■ What this task involves:
Please answer these from the text on Art Satherley:
(a) Where did he die?
(b) In what month and year did he travel to the US?
(c) Which record labels is he listed with?

■ Extracted text:

- Born: Arthur Edward Satherley October 19, 1889 Bedminster, Bristol, England
- Died: February 10, 1986 (aged 96) Fountain Valley, California, US
- Occupation(s): Record producer, A&R
- Years active: 1923–1952
- Labels: Paramount, Columbia

= Art Satherley =

Record producer and A&R

Arthur Edward Satherley (October 19, 1889 – February 10, 1986) was an American record producer and A&R man. Often called Uncle Art Satherley, he made major contributions to the recording industry and has been described as "one of the most important pioneers in the field of country music production".

==Life and career==
Satherley was born in Bedminster, Bristol, England, and in the 1911 Census was recorded as working as a clerk in a rubber business. He had a boyhood love of "cowboys and Indians", and traveled to the US in July 1913, settling in Wisconsin where he began work for a lumber company in Port Washington. He was then employed in the furniture business, for several years working for the Wisconsin Cabinet and Panel Company, which in 1918 began making phonographs. He also did secretarial work for Thomas Edison. Satherley's work involved him in the manufacture of shellac discs, and he became responsible for marketing records for the Paramount company, selling discs by blues singers including Ma Rainey, Blind Lemon Jefferson and Blind Blake, initially at county fairs and other events, and then through advertising in regional newspapers.

■ Provided data:
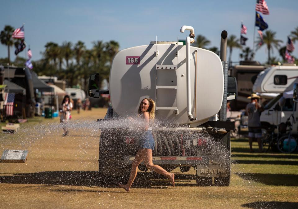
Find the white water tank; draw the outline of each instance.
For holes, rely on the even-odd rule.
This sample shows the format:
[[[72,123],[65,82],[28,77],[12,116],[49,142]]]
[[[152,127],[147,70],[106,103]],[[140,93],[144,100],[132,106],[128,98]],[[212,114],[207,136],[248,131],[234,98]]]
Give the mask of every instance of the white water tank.
[[[218,56],[190,47],[192,113],[196,118],[191,122],[187,110],[186,46],[176,42],[150,44],[122,50],[114,57],[109,82],[114,110],[124,117],[135,116],[142,100],[149,98],[156,102],[159,120],[195,126],[216,114],[224,93]]]

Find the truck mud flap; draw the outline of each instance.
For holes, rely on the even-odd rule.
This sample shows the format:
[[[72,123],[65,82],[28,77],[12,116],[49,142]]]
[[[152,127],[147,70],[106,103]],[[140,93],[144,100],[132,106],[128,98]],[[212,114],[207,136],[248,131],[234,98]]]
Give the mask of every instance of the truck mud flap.
[[[229,172],[228,168],[220,166],[196,165],[196,175],[199,176],[227,177],[230,175]]]
[[[124,156],[124,163],[131,164],[134,159],[134,156]],[[189,165],[207,165],[209,164],[209,158],[206,157],[154,156],[152,162],[157,165],[172,165],[177,166]],[[143,162],[142,162],[143,163]]]

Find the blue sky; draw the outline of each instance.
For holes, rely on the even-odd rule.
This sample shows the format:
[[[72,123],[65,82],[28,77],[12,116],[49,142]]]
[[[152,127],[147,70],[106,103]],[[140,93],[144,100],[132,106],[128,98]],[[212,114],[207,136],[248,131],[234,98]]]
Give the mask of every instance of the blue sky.
[[[187,34],[179,32],[183,25],[192,26],[196,34],[206,36],[211,41],[210,47],[219,48],[221,31],[240,36],[241,20],[247,28],[246,45],[251,48],[255,1],[4,0],[0,3],[0,29],[6,24],[16,28],[25,23],[25,41],[30,46],[34,60],[41,58],[40,52],[48,42],[61,44],[65,41],[74,43],[80,40],[90,48],[93,41],[114,40],[121,49],[148,44],[156,35],[160,41],[175,41],[178,36],[184,39]],[[277,38],[285,45],[287,36],[298,26],[298,1],[266,2],[270,15],[263,18],[268,29],[276,32]],[[298,43],[295,46],[293,54],[298,56]],[[11,50],[12,59],[14,51]],[[239,60],[239,52],[233,50],[233,61]],[[264,62],[267,53],[263,47],[257,51],[256,59]],[[276,50],[272,56],[280,59]],[[7,48],[0,45],[0,57],[7,56]]]

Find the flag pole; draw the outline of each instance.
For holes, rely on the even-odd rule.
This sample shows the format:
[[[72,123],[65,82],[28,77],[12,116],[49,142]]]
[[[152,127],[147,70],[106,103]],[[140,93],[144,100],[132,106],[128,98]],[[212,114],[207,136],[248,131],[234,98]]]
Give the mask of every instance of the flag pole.
[[[255,20],[256,16],[255,11],[255,22],[254,23],[254,38],[252,41],[252,53],[255,56]]]
[[[240,37],[239,39],[239,42],[240,42],[240,45],[241,45],[241,29],[242,29],[242,25],[243,24],[243,20],[242,20],[240,23]],[[238,61],[239,61],[240,60],[240,53],[241,52],[240,48],[238,49],[239,50],[239,56],[238,56]]]
[[[25,25],[25,23],[23,23],[23,27],[24,27]],[[25,28],[24,28],[24,33],[25,33]],[[26,42],[25,42],[25,36],[24,36],[24,43],[25,45],[26,44]],[[24,50],[24,51],[25,52],[25,60],[27,60],[27,53],[26,53],[26,46],[27,46],[25,45],[25,49],[25,49],[25,50]],[[26,65],[25,64],[25,65]]]

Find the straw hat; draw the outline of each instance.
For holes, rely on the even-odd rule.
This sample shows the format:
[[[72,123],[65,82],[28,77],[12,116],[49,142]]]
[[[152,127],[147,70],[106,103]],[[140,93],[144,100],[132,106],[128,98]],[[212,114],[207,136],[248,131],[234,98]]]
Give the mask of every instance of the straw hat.
[[[261,97],[260,97],[259,96],[258,96],[256,94],[254,93],[253,93],[250,96],[249,96],[247,97],[247,99],[260,99]]]

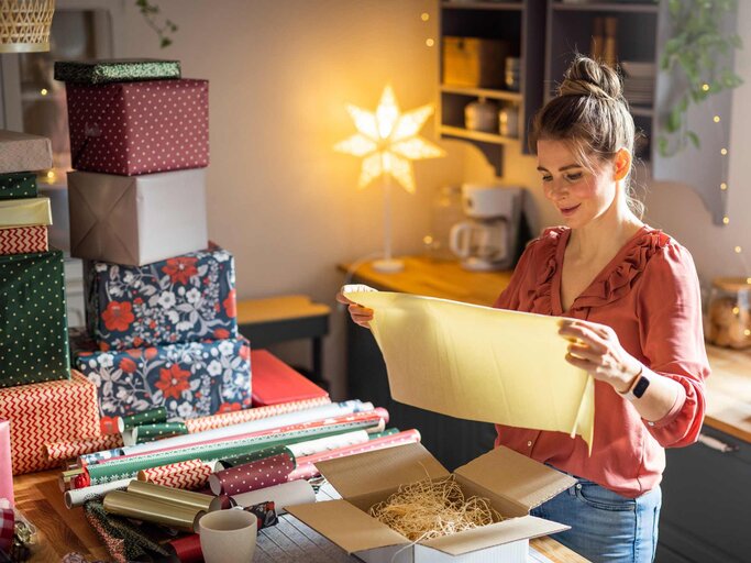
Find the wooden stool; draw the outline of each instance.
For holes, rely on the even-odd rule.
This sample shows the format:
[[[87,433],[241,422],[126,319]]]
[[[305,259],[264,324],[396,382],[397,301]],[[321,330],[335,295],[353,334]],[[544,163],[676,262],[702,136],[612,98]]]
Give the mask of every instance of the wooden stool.
[[[312,380],[328,388],[322,374],[322,338],[329,333],[331,308],[305,295],[238,301],[238,330],[254,349],[287,340],[311,339]]]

■ Exercise output:
(a) Fountain Valley, California, US
(b) July 1913
(c) Paramount and Columbia